### TASK DETAILS
This task calls for copying every line in the data below that contains the word "window".

------------------------------------

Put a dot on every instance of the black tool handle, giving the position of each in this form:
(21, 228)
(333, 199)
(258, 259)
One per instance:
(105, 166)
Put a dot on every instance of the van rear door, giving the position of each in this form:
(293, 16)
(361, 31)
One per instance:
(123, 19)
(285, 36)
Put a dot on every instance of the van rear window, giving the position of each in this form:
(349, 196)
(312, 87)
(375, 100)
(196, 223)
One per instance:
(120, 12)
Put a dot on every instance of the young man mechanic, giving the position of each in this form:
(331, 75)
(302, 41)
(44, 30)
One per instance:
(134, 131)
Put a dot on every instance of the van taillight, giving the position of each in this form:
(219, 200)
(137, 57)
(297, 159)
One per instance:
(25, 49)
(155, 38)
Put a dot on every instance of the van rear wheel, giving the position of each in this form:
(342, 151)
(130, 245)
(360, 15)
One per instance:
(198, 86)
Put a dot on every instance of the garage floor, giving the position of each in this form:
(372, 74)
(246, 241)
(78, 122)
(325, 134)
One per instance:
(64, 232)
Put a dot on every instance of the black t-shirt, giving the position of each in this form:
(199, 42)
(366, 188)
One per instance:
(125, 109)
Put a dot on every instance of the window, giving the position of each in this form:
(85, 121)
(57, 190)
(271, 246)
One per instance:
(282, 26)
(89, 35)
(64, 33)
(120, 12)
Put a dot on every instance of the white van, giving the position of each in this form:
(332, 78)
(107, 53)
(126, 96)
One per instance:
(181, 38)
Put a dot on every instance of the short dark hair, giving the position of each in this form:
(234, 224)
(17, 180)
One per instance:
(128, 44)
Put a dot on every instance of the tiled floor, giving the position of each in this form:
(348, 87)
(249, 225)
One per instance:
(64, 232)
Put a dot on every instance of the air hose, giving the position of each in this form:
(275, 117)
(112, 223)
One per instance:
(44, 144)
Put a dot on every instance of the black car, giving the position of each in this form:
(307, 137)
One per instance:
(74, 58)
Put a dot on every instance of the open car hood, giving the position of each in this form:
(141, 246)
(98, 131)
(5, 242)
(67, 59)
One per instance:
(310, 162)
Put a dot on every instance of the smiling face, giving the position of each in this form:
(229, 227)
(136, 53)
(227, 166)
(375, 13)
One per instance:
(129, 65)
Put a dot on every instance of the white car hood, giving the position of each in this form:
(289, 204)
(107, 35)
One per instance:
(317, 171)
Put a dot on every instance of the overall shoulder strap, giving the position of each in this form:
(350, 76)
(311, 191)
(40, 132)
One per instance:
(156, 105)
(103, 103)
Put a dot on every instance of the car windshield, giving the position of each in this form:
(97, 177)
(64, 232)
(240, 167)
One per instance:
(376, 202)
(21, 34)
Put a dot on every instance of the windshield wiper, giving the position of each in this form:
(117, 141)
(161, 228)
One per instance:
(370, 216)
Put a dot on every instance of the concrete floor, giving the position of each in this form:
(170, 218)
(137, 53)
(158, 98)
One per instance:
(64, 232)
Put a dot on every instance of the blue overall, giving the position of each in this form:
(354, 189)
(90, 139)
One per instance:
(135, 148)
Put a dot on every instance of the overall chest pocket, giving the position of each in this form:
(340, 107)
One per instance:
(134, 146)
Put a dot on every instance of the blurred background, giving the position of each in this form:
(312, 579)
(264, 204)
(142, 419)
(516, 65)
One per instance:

------------------------------------

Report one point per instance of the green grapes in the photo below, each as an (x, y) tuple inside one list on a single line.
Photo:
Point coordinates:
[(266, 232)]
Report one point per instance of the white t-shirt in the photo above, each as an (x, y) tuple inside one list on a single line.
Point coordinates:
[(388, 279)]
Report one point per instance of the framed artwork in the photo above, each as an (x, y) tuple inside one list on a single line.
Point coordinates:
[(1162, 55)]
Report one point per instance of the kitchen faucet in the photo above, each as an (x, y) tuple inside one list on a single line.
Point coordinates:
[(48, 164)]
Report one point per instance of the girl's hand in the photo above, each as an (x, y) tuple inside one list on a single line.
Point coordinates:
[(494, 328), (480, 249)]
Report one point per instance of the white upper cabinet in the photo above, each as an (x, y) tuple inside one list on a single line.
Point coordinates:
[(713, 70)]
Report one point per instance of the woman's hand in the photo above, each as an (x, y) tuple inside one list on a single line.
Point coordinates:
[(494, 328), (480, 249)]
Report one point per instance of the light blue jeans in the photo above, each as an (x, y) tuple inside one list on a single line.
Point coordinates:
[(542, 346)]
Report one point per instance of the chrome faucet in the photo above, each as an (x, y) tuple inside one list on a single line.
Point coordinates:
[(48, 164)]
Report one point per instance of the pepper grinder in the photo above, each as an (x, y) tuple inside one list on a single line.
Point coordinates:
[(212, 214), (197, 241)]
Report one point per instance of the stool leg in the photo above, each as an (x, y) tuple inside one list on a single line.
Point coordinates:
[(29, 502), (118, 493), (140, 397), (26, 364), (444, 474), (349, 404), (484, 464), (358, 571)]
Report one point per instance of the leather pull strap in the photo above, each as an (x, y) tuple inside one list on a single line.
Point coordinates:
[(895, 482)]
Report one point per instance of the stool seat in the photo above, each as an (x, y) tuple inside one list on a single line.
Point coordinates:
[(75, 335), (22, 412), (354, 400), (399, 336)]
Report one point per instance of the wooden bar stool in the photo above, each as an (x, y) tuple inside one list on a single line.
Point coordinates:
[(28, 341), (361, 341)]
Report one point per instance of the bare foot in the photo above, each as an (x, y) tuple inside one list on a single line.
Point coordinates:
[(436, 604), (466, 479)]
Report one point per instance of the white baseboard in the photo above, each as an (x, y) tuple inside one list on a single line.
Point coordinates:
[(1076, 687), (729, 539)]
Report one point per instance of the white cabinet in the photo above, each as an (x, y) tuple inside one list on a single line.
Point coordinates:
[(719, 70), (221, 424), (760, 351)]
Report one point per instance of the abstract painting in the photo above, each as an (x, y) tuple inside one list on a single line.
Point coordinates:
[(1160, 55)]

------------------------------------

### TASK RESPONSE
Put a dot on every instance of the van rear window, giving the position of each in this form:
Put a dot on every instance of the window, giving the position of each in this form:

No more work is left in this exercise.